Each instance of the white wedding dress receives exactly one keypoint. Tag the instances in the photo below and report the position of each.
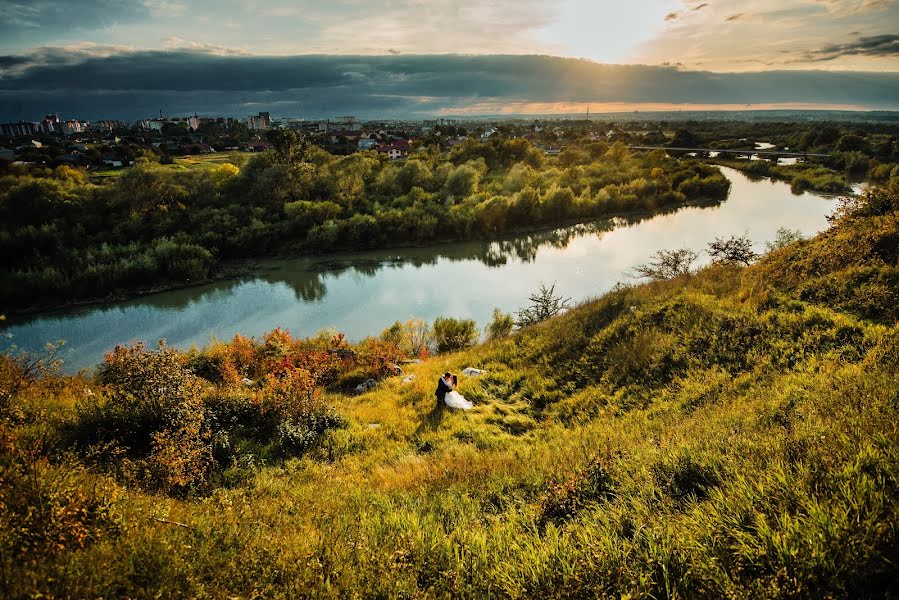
(454, 399)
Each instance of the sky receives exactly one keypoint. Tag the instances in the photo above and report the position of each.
(396, 58)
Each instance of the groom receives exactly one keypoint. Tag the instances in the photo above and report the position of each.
(443, 386)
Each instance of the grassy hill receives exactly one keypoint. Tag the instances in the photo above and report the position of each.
(731, 433)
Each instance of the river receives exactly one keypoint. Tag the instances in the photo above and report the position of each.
(362, 293)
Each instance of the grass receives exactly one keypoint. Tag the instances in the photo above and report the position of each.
(722, 434)
(183, 163)
(801, 176)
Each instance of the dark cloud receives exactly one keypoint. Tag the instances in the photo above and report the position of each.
(21, 19)
(877, 45)
(138, 84)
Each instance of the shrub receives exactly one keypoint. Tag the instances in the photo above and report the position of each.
(455, 334)
(565, 499)
(294, 403)
(153, 409)
(684, 477)
(784, 237)
(732, 250)
(544, 305)
(667, 264)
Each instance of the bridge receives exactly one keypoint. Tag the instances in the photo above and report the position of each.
(747, 153)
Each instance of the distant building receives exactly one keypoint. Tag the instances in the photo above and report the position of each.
(258, 146)
(396, 149)
(50, 123)
(72, 127)
(258, 122)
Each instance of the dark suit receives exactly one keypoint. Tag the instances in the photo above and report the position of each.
(442, 389)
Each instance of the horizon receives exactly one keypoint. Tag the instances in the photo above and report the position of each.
(126, 60)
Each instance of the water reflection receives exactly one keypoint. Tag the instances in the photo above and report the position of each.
(362, 293)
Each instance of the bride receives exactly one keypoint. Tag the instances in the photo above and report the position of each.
(452, 398)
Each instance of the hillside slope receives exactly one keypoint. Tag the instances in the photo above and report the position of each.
(731, 433)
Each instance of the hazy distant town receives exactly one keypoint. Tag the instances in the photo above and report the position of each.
(109, 143)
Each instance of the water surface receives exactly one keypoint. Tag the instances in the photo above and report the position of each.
(362, 293)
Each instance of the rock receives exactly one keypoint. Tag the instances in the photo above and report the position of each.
(365, 386)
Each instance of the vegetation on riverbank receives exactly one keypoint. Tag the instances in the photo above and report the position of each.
(63, 237)
(800, 176)
(727, 433)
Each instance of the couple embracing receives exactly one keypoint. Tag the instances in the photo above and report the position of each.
(447, 394)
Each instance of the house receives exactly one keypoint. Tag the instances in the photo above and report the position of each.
(396, 149)
(198, 149)
(111, 161)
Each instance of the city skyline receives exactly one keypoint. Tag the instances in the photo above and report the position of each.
(410, 59)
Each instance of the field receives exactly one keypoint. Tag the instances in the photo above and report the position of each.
(182, 164)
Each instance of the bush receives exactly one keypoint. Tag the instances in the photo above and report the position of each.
(154, 411)
(454, 334)
(565, 499)
(667, 264)
(544, 305)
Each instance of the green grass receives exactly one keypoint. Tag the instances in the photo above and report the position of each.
(181, 164)
(724, 434)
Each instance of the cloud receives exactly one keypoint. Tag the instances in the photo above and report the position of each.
(134, 84)
(877, 45)
(22, 19)
(853, 7)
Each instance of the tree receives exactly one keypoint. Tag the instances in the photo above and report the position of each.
(462, 181)
(735, 249)
(500, 326)
(455, 334)
(667, 264)
(544, 304)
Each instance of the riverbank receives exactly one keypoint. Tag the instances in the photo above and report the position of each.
(237, 268)
(801, 176)
(730, 433)
(361, 293)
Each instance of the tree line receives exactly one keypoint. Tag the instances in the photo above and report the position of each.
(64, 237)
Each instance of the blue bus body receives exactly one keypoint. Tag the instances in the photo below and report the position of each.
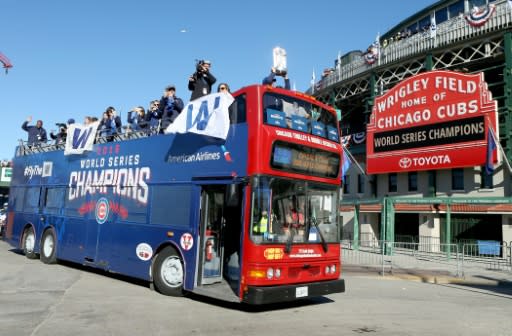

===

What to work on >> How many lines of the records above contain the string "tree"? Give only the number.

Expected answer >> 2